__Direction__: The listing below should be printed exactly, every line of it. Skip the pictures.

__Records for processing__:
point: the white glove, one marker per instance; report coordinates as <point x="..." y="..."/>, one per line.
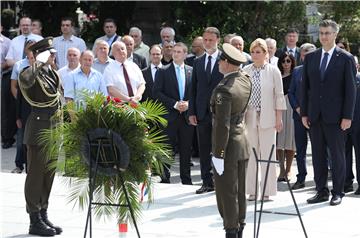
<point x="43" y="56"/>
<point x="219" y="165"/>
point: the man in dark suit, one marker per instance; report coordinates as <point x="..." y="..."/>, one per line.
<point x="300" y="130"/>
<point x="136" y="58"/>
<point x="150" y="71"/>
<point x="353" y="141"/>
<point x="40" y="85"/>
<point x="291" y="38"/>
<point x="172" y="89"/>
<point x="327" y="108"/>
<point x="206" y="76"/>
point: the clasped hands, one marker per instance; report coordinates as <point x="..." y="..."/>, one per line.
<point x="182" y="106"/>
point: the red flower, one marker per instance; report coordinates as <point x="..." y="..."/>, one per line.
<point x="118" y="100"/>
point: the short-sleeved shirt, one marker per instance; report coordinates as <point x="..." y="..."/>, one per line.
<point x="101" y="67"/>
<point x="16" y="50"/>
<point x="61" y="45"/>
<point x="78" y="82"/>
<point x="114" y="76"/>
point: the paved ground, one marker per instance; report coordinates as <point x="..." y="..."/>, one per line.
<point x="179" y="212"/>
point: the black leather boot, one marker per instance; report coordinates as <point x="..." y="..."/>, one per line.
<point x="38" y="227"/>
<point x="231" y="233"/>
<point x="44" y="217"/>
<point x="241" y="228"/>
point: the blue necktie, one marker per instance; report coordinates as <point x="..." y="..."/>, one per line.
<point x="323" y="66"/>
<point x="180" y="82"/>
<point x="208" y="69"/>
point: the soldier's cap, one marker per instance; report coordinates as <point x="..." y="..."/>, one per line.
<point x="43" y="45"/>
<point x="232" y="55"/>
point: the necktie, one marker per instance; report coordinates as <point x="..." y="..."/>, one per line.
<point x="323" y="65"/>
<point x="291" y="52"/>
<point x="180" y="82"/>
<point x="127" y="81"/>
<point x="208" y="68"/>
<point x="24" y="54"/>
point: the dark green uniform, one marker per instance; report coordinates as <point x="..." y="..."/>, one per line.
<point x="228" y="102"/>
<point x="40" y="87"/>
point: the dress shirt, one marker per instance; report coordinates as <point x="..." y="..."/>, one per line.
<point x="4" y="48"/>
<point x="153" y="69"/>
<point x="114" y="76"/>
<point x="16" y="49"/>
<point x="330" y="52"/>
<point x="64" y="72"/>
<point x="78" y="81"/>
<point x="61" y="45"/>
<point x="18" y="66"/>
<point x="100" y="66"/>
<point x="143" y="50"/>
<point x="182" y="72"/>
<point x="274" y="60"/>
<point x="214" y="56"/>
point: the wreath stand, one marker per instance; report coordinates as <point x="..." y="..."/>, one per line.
<point x="257" y="223"/>
<point x="107" y="153"/>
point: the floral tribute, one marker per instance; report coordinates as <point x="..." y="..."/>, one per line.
<point x="138" y="124"/>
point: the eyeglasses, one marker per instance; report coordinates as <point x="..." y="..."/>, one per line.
<point x="326" y="33"/>
<point x="286" y="61"/>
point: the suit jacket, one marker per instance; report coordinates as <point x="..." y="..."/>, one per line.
<point x="201" y="88"/>
<point x="294" y="93"/>
<point x="166" y="89"/>
<point x="33" y="80"/>
<point x="139" y="60"/>
<point x="228" y="103"/>
<point x="333" y="97"/>
<point x="297" y="54"/>
<point x="149" y="84"/>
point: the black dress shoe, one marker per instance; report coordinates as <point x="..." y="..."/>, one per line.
<point x="319" y="197"/>
<point x="205" y="189"/>
<point x="348" y="188"/>
<point x="335" y="200"/>
<point x="298" y="185"/>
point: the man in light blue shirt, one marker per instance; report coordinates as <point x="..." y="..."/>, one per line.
<point x="65" y="41"/>
<point x="84" y="79"/>
<point x="102" y="56"/>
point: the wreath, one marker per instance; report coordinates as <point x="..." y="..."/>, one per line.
<point x="133" y="128"/>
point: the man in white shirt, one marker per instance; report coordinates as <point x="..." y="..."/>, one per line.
<point x="102" y="56"/>
<point x="140" y="47"/>
<point x="65" y="41"/>
<point x="73" y="57"/>
<point x="123" y="78"/>
<point x="110" y="36"/>
<point x="271" y="43"/>
<point x="16" y="50"/>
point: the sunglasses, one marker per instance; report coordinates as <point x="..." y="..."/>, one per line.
<point x="286" y="61"/>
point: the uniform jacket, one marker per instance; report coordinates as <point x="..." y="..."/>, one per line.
<point x="333" y="97"/>
<point x="166" y="89"/>
<point x="201" y="88"/>
<point x="228" y="103"/>
<point x="32" y="81"/>
<point x="272" y="97"/>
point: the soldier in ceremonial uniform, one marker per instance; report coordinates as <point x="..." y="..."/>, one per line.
<point x="230" y="152"/>
<point x="40" y="86"/>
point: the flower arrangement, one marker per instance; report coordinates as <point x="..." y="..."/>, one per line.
<point x="138" y="125"/>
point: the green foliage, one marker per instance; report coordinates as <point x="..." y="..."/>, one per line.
<point x="148" y="150"/>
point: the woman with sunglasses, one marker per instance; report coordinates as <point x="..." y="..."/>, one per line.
<point x="263" y="117"/>
<point x="285" y="146"/>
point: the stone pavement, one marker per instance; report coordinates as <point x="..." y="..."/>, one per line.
<point x="178" y="212"/>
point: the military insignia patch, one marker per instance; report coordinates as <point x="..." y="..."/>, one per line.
<point x="219" y="99"/>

__Reply__:
point: the white glove, one marker per instance; report coordinates as <point x="..." y="..."/>, one per line.
<point x="43" y="56"/>
<point x="219" y="165"/>
point: the man in dark suit, one marker per instance; report coordinates as <point x="..." y="..."/>, one per line.
<point x="300" y="130"/>
<point x="136" y="58"/>
<point x="150" y="71"/>
<point x="353" y="141"/>
<point x="40" y="85"/>
<point x="291" y="38"/>
<point x="172" y="89"/>
<point x="327" y="108"/>
<point x="206" y="76"/>
point: the clasped hands, one marker per instance; report coordinates as <point x="..." y="..."/>, one per line.
<point x="182" y="106"/>
point: the red flower, one marker per instance; report coordinates as <point x="..." y="..."/>, one per line.
<point x="118" y="100"/>
point: the short-sleeved shirt, one marker per instance; report coordinates as <point x="..." y="..."/>, one per line.
<point x="101" y="67"/>
<point x="16" y="50"/>
<point x="61" y="45"/>
<point x="78" y="82"/>
<point x="114" y="76"/>
point: the paved ground, one marker per instance; report coordinates as <point x="..." y="..."/>, one per line.
<point x="179" y="212"/>
point: the black leather boot, one marker per instance; report coordinates as <point x="..." y="..."/>, one per line.
<point x="38" y="227"/>
<point x="231" y="233"/>
<point x="44" y="217"/>
<point x="241" y="228"/>
point: the blue necktie, one marker per instance; report coordinates as <point x="..." y="..."/>, one per line.
<point x="323" y="66"/>
<point x="180" y="82"/>
<point x="208" y="69"/>
point: the soldier's cap, one marker per instance; report coordinates as <point x="..." y="..."/>, one per line.
<point x="43" y="45"/>
<point x="232" y="55"/>
point: the necktie, one marker per instance; report coordinates as <point x="..." y="..."/>, one per line.
<point x="323" y="65"/>
<point x="291" y="52"/>
<point x="180" y="82"/>
<point x="127" y="81"/>
<point x="208" y="68"/>
<point x="24" y="54"/>
point: the dark green uniform, one marker per instance; report coordinates as <point x="..." y="..."/>, one per line.
<point x="228" y="102"/>
<point x="40" y="87"/>
point: the dress shirt, one marker per instance; report coordinates as <point x="..." y="..."/>, one per line.
<point x="4" y="48"/>
<point x="153" y="69"/>
<point x="114" y="76"/>
<point x="16" y="49"/>
<point x="330" y="52"/>
<point x="64" y="72"/>
<point x="78" y="81"/>
<point x="61" y="45"/>
<point x="18" y="66"/>
<point x="100" y="66"/>
<point x="143" y="50"/>
<point x="182" y="72"/>
<point x="274" y="60"/>
<point x="214" y="56"/>
point: the wreath stand, one marker per instance; report coordinates as <point x="..." y="..."/>, one per line.
<point x="257" y="223"/>
<point x="107" y="153"/>
point: the floral tribute, one marker per instance; report coordinates as <point x="..." y="..."/>, one per line.
<point x="138" y="124"/>
point: the eyeglasses, one marker per instance; report coordinates as <point x="..." y="..."/>, one per line.
<point x="326" y="33"/>
<point x="286" y="61"/>
point: the suit jacket, one marker per instance; report coordinates as <point x="..." y="..."/>, one per line.
<point x="201" y="88"/>
<point x="294" y="93"/>
<point x="166" y="89"/>
<point x="33" y="80"/>
<point x="139" y="60"/>
<point x="228" y="103"/>
<point x="333" y="97"/>
<point x="297" y="54"/>
<point x="149" y="84"/>
point: the black dress shoe, one marker per instance; report coordinates as <point x="..." y="..."/>, one per line.
<point x="319" y="197"/>
<point x="205" y="189"/>
<point x="348" y="188"/>
<point x="335" y="200"/>
<point x="298" y="185"/>
point: the man in light blue shirt, one marker per instance; report coordinates as <point x="..." y="..."/>, one per line.
<point x="65" y="41"/>
<point x="84" y="79"/>
<point x="102" y="56"/>
point: the wreath, one marker per instance; report coordinates as <point x="..." y="..."/>, one per line.
<point x="133" y="128"/>
point: the man in white shirt, one marker per instance; report coordinates as <point x="..." y="..."/>, one per line.
<point x="102" y="56"/>
<point x="140" y="47"/>
<point x="65" y="41"/>
<point x="73" y="57"/>
<point x="123" y="78"/>
<point x="110" y="36"/>
<point x="271" y="43"/>
<point x="16" y="50"/>
point: the sunglasses, one marker per instance; report coordinates as <point x="..." y="..."/>, one per line.
<point x="286" y="61"/>
point: the uniform jacket, one marker per instance; report coordinates as <point x="..." y="..."/>, one per line.
<point x="333" y="97"/>
<point x="166" y="89"/>
<point x="201" y="88"/>
<point x="228" y="103"/>
<point x="32" y="81"/>
<point x="272" y="97"/>
point: the soldier in ceremonial uniform, one marker per instance; report coordinates as <point x="..." y="..."/>, one per line.
<point x="230" y="152"/>
<point x="40" y="86"/>
point: the flower arrangement, one marker per instance; report coordinates as <point x="..." y="..."/>, one per line.
<point x="138" y="125"/>
point: the green foliage, one marker per instance; report coordinates as <point x="..." y="..."/>, one per line.
<point x="148" y="150"/>
point: the woman with sunglasses, one marker per instance; report coordinates as <point x="..." y="..."/>, one per line.
<point x="263" y="117"/>
<point x="285" y="146"/>
point: the stone pavement, one marker per instance; report coordinates as <point x="..." y="..."/>, one per line.
<point x="178" y="212"/>
point: the military insignia patch, one marker per instance; report coordinates as <point x="..." y="..."/>, one per line.
<point x="219" y="99"/>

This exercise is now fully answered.